XVIII век начал новую эпоху не только в русской истории в целом, в истории русской моды, но и в истории русского меха. Исторически неисчерпаемым источником ценной пушнины – «мягкого золота» России – считалась Сибирь. Так было лишь до середины XVII – первой половины XVIII века, когда в истории меха были сделаны самые значимые тихоокеанские открытия, совершенные «русскими аргонавтами»: Аляски (1648), Камчатки (1651), Курильских (1697), Алеутских и Командорских островов (1741)[366].

» **Представленные данные**:
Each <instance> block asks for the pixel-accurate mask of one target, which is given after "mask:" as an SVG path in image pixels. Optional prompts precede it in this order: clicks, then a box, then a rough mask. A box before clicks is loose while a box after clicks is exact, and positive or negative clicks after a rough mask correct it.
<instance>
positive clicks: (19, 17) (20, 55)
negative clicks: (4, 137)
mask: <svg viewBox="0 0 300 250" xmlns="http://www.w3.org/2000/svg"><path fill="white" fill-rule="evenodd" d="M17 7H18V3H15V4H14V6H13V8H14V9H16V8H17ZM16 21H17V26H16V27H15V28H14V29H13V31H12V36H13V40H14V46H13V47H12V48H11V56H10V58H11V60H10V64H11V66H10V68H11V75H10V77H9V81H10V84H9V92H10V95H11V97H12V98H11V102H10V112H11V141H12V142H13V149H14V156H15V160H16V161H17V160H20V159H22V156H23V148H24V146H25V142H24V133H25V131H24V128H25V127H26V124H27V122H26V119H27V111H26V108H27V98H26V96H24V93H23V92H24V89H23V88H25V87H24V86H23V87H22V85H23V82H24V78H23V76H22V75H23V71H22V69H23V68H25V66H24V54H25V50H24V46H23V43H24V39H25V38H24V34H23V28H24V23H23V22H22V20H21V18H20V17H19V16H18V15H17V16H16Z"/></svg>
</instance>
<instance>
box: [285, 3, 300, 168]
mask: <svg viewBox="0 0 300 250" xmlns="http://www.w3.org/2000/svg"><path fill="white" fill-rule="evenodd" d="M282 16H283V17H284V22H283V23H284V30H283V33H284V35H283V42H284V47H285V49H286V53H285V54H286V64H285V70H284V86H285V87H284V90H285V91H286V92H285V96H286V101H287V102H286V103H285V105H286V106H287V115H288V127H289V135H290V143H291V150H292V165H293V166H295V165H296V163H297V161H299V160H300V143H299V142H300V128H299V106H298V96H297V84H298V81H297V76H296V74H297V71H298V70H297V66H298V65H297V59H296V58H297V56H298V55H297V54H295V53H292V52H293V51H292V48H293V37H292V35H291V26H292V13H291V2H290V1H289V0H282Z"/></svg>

---

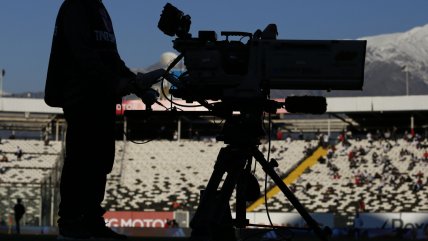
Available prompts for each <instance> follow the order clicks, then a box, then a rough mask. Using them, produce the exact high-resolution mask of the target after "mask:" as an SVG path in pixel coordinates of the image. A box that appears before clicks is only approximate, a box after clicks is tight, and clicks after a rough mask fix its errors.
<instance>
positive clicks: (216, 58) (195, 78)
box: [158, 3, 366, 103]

---

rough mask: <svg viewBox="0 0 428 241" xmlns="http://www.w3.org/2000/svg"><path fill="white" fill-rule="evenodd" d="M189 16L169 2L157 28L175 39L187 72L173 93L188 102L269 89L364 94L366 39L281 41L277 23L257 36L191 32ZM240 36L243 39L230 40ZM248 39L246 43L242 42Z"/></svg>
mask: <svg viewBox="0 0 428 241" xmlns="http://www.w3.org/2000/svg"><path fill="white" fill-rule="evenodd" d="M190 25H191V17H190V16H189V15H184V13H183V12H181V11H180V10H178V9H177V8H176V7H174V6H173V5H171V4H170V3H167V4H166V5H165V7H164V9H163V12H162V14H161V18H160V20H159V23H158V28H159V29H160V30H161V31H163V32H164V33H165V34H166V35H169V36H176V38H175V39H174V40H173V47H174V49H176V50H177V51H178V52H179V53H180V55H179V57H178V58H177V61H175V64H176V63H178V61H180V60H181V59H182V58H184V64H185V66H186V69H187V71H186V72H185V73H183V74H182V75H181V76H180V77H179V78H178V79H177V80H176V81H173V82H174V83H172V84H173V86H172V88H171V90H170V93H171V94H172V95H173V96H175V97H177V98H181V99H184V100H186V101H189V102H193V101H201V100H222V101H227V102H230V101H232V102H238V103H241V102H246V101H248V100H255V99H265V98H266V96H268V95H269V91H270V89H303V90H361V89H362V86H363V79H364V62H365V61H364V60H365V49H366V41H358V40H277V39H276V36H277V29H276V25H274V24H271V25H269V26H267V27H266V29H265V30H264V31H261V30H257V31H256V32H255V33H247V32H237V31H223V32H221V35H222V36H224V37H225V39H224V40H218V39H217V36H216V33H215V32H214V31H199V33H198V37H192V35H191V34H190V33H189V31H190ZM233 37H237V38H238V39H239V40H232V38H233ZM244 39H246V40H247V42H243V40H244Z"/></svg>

» **Задание**: Приведите ещё раз без изменений отрывок из текста об истории русского меха, начиная с «XVIII век начал» и заканчивая «Командорских островов (1741)[366].», включая оба фрагмента.

» **Результат выполнения**:
XVIII век начал новую эпоху не только в русской истории в целом, в истории русской моды, но и в истории русского меха. Исторически неисчерпаемым источником ценной пушнины – «мягкого золота» России – считалась Сибирь. Так было лишь до середины XVII – первой половины XVIII века, когда в истории меха были сделаны самые значимые тихоокеанские открытия, совершенные «русскими аргонавтами»: Аляски (1648), Камчатки (1651), Курильских (1697), Алеутских и Командорских островов (1741)[366].